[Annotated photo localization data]
------

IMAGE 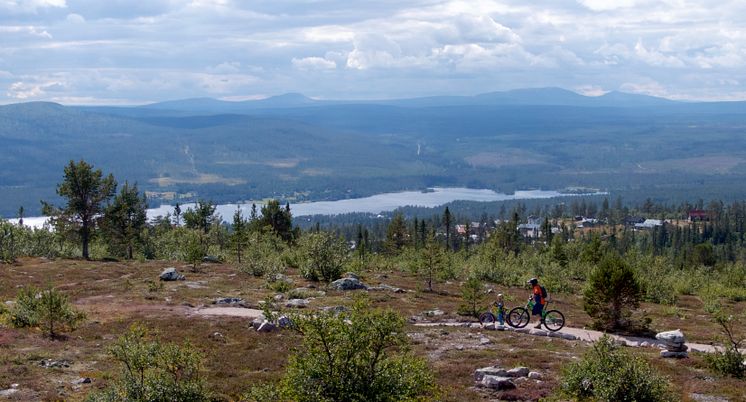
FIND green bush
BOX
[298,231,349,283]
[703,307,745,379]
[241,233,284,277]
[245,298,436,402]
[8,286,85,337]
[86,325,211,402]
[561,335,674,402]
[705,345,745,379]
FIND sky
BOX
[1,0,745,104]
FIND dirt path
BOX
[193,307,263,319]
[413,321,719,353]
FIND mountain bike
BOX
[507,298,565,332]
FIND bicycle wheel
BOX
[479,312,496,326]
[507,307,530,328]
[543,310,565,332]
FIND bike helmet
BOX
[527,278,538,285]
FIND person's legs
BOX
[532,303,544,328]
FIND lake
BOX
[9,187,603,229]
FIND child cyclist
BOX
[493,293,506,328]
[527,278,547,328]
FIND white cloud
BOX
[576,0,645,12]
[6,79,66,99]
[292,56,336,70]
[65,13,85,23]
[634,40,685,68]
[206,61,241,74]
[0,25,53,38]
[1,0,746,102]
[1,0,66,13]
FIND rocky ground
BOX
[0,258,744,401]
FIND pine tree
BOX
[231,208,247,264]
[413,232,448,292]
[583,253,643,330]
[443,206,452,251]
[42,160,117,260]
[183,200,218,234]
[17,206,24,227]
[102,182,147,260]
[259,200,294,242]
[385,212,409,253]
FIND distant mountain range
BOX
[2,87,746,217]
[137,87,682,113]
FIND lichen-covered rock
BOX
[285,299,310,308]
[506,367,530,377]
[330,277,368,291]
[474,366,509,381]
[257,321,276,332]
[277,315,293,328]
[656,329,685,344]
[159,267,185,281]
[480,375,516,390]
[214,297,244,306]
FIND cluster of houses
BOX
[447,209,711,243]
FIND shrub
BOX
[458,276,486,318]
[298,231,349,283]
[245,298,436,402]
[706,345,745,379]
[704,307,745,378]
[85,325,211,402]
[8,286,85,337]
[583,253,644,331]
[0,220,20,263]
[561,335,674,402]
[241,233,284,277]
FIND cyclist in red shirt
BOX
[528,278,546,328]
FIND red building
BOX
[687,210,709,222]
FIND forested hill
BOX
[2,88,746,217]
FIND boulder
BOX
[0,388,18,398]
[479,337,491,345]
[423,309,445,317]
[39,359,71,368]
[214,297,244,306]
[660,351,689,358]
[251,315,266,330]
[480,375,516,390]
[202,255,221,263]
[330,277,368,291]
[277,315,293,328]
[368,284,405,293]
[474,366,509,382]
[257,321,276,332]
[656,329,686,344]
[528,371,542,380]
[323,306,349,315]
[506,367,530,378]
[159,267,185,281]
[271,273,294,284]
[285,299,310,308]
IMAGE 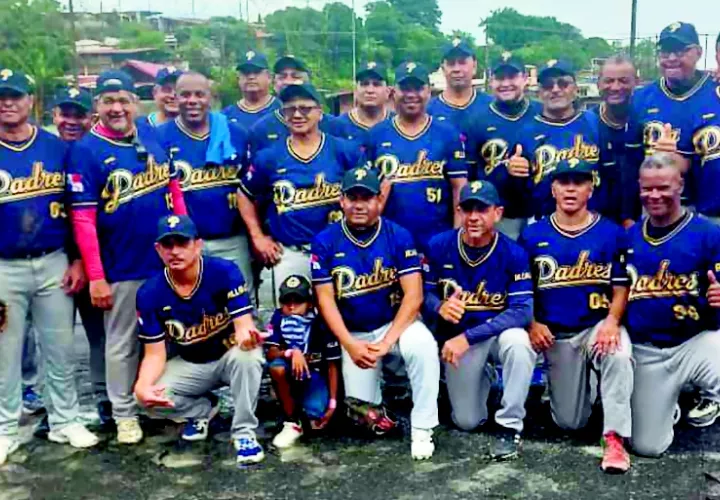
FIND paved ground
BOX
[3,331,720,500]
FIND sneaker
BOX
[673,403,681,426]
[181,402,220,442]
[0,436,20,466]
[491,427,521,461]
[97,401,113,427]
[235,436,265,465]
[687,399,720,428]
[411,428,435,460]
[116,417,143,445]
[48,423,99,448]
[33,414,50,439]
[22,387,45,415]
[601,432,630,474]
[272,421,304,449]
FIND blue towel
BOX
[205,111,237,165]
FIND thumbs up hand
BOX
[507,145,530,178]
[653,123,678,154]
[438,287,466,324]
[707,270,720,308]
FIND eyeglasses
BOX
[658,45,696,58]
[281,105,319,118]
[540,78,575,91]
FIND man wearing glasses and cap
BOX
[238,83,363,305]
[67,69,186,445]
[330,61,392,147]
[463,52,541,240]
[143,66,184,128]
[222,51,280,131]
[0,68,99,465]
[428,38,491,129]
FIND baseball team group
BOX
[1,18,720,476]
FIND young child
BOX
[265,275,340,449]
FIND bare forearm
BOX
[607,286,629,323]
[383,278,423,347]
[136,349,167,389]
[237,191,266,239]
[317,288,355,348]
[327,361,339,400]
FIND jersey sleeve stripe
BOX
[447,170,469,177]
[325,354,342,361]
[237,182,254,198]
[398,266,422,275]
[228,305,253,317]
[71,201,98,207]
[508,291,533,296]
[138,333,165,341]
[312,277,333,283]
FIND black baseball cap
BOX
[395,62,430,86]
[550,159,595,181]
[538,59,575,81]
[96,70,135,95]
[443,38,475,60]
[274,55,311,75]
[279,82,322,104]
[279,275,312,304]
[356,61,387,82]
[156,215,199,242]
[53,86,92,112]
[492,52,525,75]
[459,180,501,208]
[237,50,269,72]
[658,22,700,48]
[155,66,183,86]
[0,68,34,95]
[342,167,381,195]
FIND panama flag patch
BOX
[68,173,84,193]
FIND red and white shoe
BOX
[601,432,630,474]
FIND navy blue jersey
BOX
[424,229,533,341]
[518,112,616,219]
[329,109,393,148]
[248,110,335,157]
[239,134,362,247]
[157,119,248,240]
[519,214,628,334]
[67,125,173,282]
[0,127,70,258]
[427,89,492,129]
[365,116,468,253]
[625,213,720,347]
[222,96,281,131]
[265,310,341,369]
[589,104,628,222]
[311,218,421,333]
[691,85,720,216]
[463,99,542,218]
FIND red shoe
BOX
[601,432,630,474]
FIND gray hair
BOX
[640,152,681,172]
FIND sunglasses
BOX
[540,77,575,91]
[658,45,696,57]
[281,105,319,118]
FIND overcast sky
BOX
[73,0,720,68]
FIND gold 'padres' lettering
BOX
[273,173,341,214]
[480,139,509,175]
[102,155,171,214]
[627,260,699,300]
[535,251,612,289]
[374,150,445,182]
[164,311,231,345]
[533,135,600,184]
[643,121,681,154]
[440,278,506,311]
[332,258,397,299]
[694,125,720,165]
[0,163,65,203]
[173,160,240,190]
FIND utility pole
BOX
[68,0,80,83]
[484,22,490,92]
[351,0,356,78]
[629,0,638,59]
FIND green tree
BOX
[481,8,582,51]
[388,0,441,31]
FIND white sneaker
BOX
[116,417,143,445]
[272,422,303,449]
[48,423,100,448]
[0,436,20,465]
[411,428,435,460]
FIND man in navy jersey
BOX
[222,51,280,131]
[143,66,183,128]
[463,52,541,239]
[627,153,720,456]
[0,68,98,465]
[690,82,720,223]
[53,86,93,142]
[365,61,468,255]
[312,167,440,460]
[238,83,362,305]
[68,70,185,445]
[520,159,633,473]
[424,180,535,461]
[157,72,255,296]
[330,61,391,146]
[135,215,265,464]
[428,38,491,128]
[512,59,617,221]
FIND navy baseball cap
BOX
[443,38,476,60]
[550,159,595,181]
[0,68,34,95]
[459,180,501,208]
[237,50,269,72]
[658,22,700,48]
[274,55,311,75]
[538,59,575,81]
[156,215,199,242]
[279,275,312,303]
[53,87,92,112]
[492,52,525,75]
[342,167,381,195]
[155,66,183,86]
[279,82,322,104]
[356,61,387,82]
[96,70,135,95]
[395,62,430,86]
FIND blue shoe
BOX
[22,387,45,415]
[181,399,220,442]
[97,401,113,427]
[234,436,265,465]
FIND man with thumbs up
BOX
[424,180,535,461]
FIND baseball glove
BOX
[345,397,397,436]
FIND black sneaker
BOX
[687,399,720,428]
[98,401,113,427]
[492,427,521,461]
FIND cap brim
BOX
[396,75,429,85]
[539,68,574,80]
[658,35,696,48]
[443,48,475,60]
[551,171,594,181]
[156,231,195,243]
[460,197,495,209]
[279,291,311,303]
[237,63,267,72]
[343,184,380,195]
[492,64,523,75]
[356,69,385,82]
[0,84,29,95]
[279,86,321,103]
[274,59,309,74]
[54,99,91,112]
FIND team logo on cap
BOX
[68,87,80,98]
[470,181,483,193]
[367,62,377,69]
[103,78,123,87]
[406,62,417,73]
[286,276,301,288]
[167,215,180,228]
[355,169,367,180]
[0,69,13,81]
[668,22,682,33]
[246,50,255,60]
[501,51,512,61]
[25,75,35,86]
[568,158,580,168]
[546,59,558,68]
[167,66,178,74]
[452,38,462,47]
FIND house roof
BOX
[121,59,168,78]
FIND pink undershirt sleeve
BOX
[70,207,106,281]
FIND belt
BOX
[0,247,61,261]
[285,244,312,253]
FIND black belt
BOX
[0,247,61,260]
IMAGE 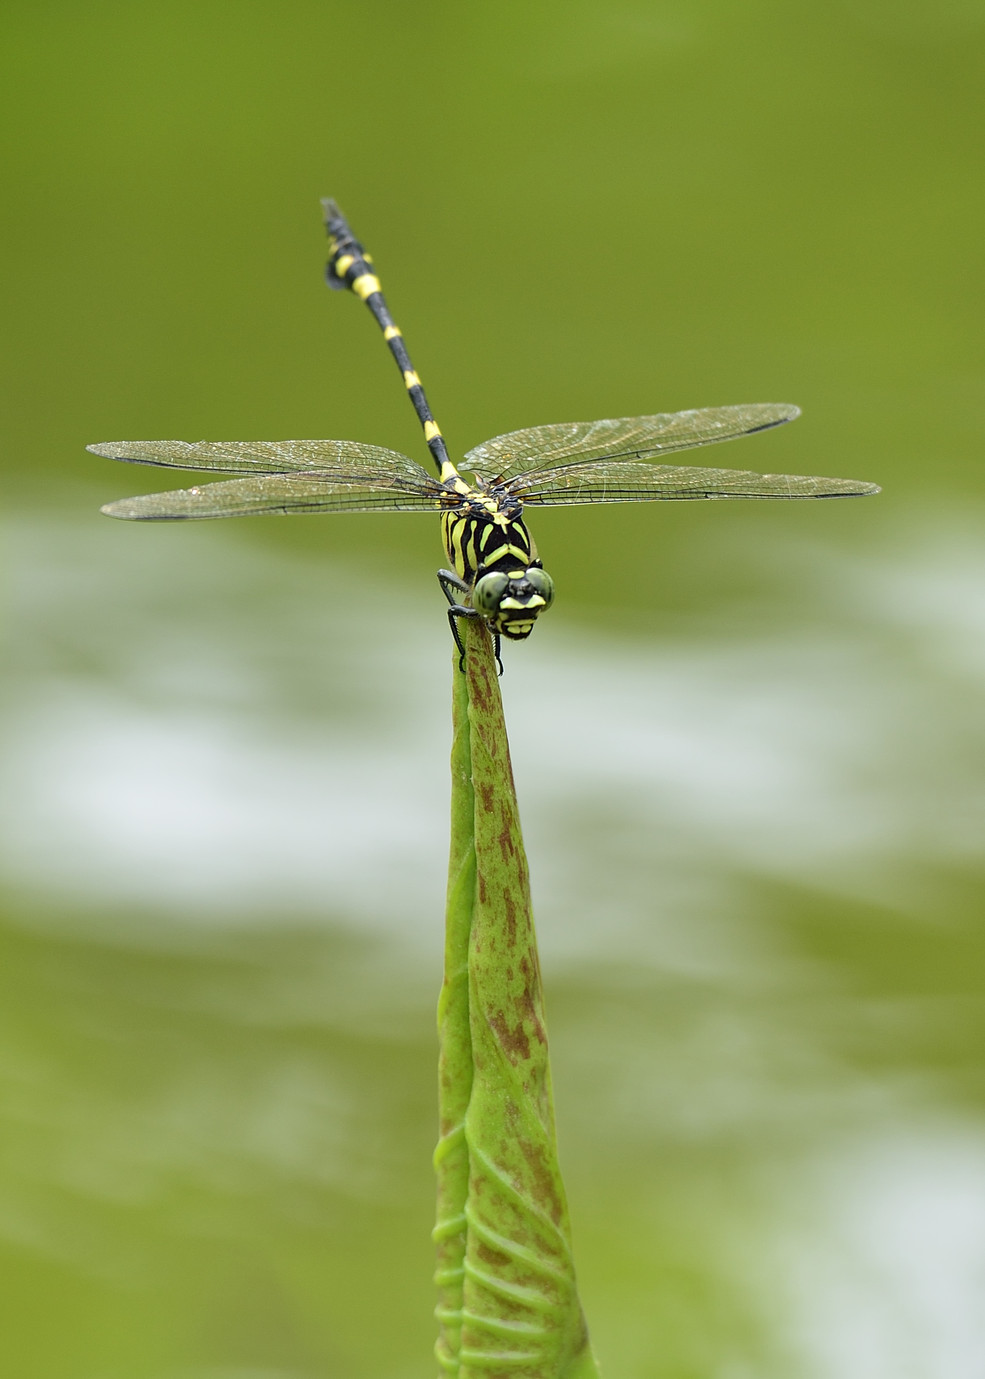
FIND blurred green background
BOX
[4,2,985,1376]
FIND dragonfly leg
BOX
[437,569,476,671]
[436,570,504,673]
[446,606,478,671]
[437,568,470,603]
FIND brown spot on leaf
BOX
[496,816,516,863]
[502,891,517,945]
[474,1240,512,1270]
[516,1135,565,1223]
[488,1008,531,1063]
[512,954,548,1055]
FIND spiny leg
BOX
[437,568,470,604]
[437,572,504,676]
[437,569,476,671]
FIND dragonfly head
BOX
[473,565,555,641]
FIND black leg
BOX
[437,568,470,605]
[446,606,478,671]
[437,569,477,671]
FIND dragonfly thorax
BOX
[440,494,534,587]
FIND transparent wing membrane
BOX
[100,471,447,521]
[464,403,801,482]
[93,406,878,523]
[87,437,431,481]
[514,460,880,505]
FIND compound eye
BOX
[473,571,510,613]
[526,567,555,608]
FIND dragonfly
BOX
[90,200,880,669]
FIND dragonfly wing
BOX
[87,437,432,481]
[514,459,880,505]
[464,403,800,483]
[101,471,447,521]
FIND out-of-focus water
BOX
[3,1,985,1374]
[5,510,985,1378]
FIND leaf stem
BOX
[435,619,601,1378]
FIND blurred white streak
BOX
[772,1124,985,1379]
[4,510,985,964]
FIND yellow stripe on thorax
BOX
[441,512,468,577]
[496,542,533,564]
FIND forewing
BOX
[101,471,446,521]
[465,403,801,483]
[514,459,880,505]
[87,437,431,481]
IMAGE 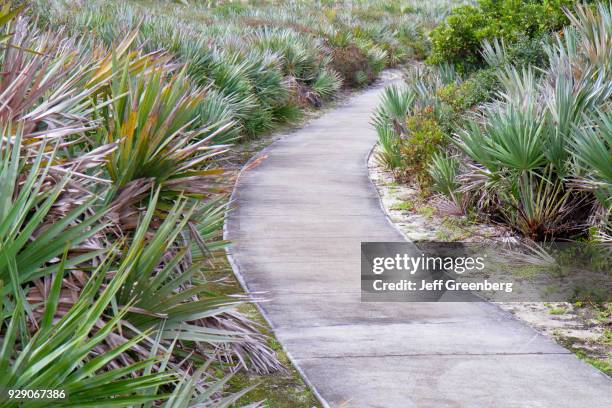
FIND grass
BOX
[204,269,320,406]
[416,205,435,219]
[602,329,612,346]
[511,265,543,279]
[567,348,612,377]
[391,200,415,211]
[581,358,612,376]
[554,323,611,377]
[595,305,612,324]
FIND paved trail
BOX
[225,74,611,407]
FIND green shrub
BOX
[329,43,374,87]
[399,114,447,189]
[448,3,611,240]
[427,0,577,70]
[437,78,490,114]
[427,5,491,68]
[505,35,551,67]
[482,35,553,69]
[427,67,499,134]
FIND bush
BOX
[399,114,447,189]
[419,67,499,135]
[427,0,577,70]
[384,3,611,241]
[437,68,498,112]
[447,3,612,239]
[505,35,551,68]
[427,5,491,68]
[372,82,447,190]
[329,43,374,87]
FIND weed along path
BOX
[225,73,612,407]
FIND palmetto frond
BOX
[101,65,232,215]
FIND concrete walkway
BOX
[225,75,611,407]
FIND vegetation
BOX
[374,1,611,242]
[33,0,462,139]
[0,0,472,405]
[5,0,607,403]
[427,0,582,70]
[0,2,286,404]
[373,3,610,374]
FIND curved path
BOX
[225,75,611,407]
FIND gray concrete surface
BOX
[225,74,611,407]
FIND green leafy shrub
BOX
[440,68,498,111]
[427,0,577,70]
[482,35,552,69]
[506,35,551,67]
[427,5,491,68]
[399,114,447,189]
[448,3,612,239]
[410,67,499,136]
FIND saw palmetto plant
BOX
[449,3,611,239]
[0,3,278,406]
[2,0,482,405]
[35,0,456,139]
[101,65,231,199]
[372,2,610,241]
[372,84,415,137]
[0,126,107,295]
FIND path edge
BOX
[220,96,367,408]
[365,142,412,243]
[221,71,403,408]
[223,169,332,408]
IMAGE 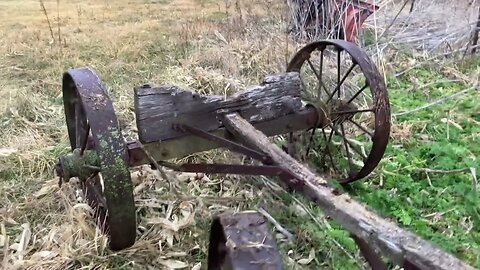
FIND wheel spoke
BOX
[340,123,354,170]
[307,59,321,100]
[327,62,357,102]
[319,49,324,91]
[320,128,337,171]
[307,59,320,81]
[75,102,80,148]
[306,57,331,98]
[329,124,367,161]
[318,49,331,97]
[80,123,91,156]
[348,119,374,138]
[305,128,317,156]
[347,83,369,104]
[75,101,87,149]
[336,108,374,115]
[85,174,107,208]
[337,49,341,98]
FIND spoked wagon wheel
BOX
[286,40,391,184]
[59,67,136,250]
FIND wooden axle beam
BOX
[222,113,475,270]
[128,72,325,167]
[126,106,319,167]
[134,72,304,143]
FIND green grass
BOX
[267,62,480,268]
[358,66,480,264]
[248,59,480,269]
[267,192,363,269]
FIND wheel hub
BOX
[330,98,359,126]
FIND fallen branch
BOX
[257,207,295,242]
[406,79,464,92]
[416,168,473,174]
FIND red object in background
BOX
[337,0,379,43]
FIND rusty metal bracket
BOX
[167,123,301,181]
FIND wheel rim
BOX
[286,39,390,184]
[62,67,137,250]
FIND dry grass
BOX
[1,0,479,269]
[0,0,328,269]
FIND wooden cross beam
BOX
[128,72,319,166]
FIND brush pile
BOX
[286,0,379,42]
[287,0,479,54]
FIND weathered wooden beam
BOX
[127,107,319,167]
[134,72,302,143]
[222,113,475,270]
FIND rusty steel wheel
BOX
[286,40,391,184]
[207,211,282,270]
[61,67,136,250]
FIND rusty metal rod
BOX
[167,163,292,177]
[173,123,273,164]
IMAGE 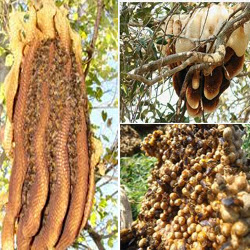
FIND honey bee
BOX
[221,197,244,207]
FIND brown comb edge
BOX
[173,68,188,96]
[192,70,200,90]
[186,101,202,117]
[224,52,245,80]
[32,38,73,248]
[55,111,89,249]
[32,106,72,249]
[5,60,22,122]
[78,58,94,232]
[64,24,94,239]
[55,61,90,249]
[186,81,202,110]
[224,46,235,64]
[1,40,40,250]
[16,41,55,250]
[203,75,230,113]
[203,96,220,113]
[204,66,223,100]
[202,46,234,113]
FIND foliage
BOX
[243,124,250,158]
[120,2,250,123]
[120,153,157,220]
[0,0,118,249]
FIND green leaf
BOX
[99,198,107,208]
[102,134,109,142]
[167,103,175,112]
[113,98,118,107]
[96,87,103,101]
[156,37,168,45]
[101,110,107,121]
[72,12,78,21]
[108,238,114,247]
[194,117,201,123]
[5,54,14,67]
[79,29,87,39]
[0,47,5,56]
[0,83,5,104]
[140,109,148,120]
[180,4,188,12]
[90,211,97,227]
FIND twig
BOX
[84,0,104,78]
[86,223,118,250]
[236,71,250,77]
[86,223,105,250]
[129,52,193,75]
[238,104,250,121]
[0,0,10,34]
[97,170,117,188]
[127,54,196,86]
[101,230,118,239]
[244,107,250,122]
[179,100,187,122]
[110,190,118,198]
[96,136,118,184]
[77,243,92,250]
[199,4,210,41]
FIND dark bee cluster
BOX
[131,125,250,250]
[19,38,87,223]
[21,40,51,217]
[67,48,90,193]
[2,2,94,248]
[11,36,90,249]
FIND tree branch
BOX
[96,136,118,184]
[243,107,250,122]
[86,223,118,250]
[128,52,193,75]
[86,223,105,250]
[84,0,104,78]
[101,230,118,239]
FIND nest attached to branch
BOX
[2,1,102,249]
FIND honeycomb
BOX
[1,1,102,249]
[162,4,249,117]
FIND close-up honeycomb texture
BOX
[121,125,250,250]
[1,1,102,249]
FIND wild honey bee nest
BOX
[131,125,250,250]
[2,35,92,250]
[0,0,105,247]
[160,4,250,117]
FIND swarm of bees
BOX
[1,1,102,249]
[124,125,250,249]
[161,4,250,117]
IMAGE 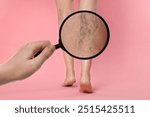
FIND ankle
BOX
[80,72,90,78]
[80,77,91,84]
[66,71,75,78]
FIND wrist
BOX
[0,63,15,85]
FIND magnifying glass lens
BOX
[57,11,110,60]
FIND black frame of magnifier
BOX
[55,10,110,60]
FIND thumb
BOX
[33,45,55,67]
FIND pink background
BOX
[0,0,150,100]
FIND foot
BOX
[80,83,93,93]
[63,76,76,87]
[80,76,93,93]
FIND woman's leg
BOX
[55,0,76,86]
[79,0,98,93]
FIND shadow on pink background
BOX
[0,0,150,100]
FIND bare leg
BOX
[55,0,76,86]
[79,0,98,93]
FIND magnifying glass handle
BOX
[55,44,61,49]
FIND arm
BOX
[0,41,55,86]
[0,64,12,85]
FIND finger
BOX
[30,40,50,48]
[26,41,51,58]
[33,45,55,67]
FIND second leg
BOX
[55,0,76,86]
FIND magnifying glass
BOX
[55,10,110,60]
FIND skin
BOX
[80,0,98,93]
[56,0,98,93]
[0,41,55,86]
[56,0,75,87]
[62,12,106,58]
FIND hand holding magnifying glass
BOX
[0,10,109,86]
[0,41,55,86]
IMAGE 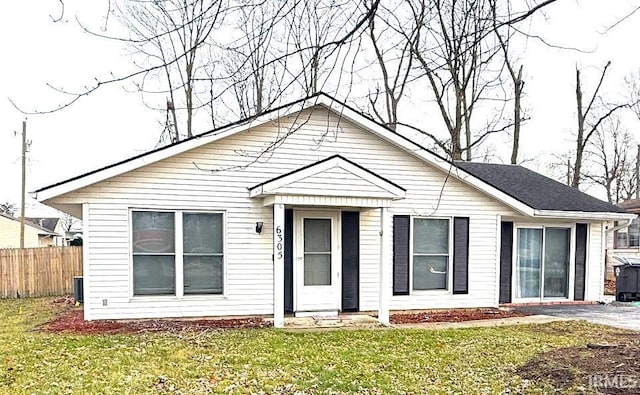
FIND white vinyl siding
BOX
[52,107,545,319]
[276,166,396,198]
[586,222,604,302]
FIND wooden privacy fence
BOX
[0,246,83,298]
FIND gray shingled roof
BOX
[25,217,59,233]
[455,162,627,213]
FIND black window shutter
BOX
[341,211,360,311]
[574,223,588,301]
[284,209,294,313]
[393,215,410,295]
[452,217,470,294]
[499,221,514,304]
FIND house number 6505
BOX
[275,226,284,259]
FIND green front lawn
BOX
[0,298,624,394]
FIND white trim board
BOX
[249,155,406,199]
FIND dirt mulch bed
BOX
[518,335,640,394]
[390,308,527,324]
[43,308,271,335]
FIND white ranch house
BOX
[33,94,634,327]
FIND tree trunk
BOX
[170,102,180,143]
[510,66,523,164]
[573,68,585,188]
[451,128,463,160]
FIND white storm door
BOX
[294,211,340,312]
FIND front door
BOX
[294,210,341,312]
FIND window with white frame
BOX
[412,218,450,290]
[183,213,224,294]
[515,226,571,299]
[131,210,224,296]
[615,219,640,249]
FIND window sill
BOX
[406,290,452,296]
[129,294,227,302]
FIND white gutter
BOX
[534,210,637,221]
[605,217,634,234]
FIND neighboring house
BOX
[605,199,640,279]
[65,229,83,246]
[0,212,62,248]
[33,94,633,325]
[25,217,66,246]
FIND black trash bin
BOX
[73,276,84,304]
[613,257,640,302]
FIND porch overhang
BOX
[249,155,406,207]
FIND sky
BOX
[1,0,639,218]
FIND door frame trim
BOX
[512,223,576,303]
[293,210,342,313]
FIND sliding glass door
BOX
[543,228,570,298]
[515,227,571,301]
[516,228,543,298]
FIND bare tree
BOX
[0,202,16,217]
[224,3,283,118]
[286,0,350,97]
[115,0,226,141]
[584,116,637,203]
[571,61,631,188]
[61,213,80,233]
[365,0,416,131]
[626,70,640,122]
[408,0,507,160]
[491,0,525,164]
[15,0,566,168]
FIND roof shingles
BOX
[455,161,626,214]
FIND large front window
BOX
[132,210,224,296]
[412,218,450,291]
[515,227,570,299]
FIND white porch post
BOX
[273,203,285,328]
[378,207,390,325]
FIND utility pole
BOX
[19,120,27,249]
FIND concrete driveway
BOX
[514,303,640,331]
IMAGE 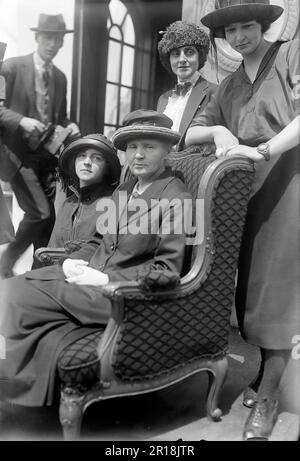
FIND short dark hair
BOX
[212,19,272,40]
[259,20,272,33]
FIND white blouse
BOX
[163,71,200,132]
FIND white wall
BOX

------

*Exercise instructions*: Above are some records. Reproduce the lines from the one with "FIND wooden cross beam" down to the one with "FIND close-up honeycomb texture", keeping both, and leave every picture out.

*Output for this task*:
FIND wooden cross beam
BOX
[128,72,319,166]
FIND brush pile
BOX
[286,0,379,42]
[287,0,479,54]
FIND weathered wooden beam
BOX
[127,107,319,167]
[134,72,302,143]
[222,113,475,270]
FIND rusty steel wheel
BOX
[286,40,391,184]
[207,211,282,270]
[61,67,136,250]
FIND rusty metal rod
BOX
[167,163,292,177]
[173,123,273,164]
IMAGE 
FIND honey bee
BOX
[221,197,244,207]
FIND brown comb edge
BOX
[173,68,188,96]
[192,70,200,90]
[186,101,202,117]
[224,52,245,80]
[32,38,73,248]
[55,111,89,249]
[32,106,72,249]
[5,60,22,122]
[78,58,94,232]
[64,24,94,239]
[55,61,90,249]
[186,81,202,110]
[224,46,235,64]
[1,40,40,250]
[16,41,55,250]
[203,75,230,113]
[203,96,220,113]
[204,66,223,100]
[202,46,234,113]
FIND foliage
BOX
[243,124,250,158]
[120,2,250,123]
[120,153,157,220]
[0,0,118,249]
FIND green leaf
BOX
[99,198,107,208]
[102,134,109,142]
[167,103,175,112]
[113,98,118,107]
[96,87,103,101]
[156,37,168,45]
[101,110,107,121]
[72,12,78,21]
[108,238,114,247]
[194,117,201,123]
[5,54,14,67]
[79,29,87,39]
[0,47,5,56]
[0,83,5,104]
[140,109,148,120]
[180,4,188,12]
[90,211,97,227]
FIND twig
BOX
[84,0,104,78]
[86,223,118,250]
[236,71,250,77]
[86,223,105,250]
[129,52,193,75]
[238,104,250,121]
[0,0,10,34]
[97,170,117,188]
[127,54,196,86]
[101,230,118,239]
[244,107,250,122]
[179,100,187,122]
[110,190,118,198]
[96,136,118,184]
[77,243,92,250]
[199,4,210,41]
FIND dark bee cluster
BOX
[131,125,250,250]
[19,38,87,223]
[21,40,51,217]
[67,48,90,193]
[2,2,94,248]
[11,36,90,249]
FIND tree branch
BOX
[96,136,118,184]
[243,107,250,122]
[86,223,118,250]
[128,52,193,75]
[86,223,105,250]
[84,0,104,78]
[101,230,118,239]
FIND nest attached to branch
BOX
[2,1,102,249]
FIND honeycomb
BOX
[1,1,102,249]
[162,4,249,117]
FIND close-up honeycomb texture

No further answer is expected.